** WHAT IS NEEDED **
Rewrite the records as a numbered list, beginning with their first line and stopping after the line that contains "(457, 1088)", with blank lines left out. Leave the pictures out of the answer.

** start **

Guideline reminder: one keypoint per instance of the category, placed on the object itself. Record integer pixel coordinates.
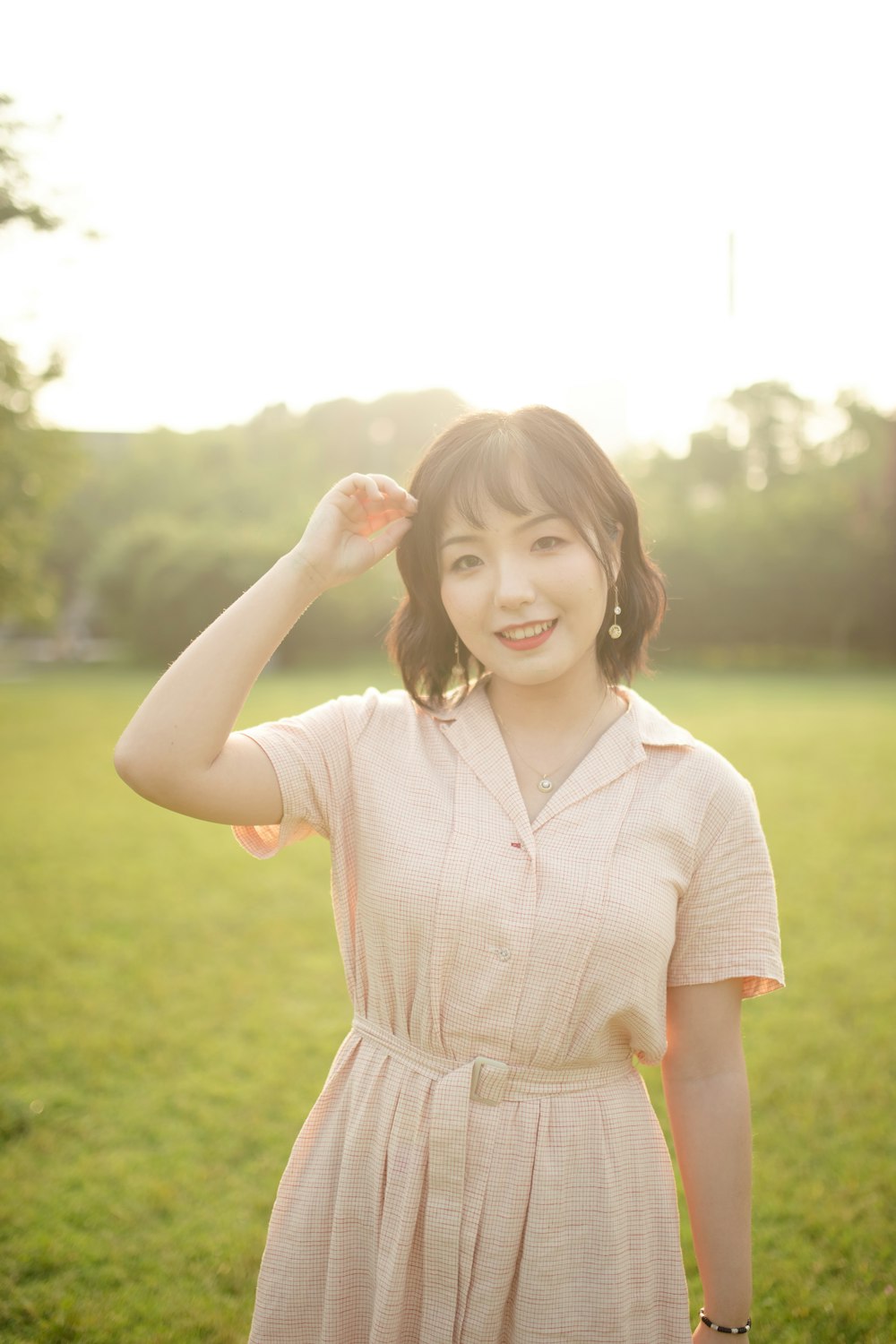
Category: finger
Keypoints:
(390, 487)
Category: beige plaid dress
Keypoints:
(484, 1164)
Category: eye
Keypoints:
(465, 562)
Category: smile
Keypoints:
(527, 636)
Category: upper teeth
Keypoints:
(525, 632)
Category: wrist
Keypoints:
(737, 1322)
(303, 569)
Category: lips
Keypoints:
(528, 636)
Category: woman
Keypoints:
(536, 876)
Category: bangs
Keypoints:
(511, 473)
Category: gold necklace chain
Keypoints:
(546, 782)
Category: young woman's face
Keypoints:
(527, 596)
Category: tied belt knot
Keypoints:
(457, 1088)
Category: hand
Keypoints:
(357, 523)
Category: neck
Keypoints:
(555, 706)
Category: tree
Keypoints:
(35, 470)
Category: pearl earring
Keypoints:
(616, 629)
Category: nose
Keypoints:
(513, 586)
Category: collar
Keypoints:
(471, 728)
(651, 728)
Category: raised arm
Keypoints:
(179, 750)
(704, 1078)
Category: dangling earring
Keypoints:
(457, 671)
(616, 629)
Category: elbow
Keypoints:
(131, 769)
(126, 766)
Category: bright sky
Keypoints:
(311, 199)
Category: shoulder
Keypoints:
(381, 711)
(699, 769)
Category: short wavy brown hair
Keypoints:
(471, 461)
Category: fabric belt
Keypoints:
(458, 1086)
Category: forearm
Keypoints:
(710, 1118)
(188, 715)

** end **

** EXERCISE OUTPUT **
1. Guideline reminder: one keypoint per instance of the category, placed on the object itself. Record integer pixel coordinates.
2. Category: finger
3. Keypoints:
4. (390, 487)
5. Category: beige plaid dress
6. Keypoints:
7. (484, 1164)
8. Category: eye
9. Keypoints:
10. (465, 562)
11. Category: smile
12. Keypoints:
13. (527, 636)
14. Category: upper teeth
15. Keypoints:
16. (525, 632)
17. Category: wrist
18. Keypoints:
19. (737, 1322)
20. (303, 569)
21. Category: lips
22. Keypoints:
23. (528, 636)
24. Category: woman
25. Keypoints:
26. (536, 876)
27. Category: bangs
28. Keypoints:
29. (511, 473)
30. Category: gold necklace chain
31. Keypoints:
32. (546, 782)
33. Category: young woman's face
34. Keypoints:
35. (527, 596)
36. Category: tied belt knot
37. Keypoints:
38. (457, 1088)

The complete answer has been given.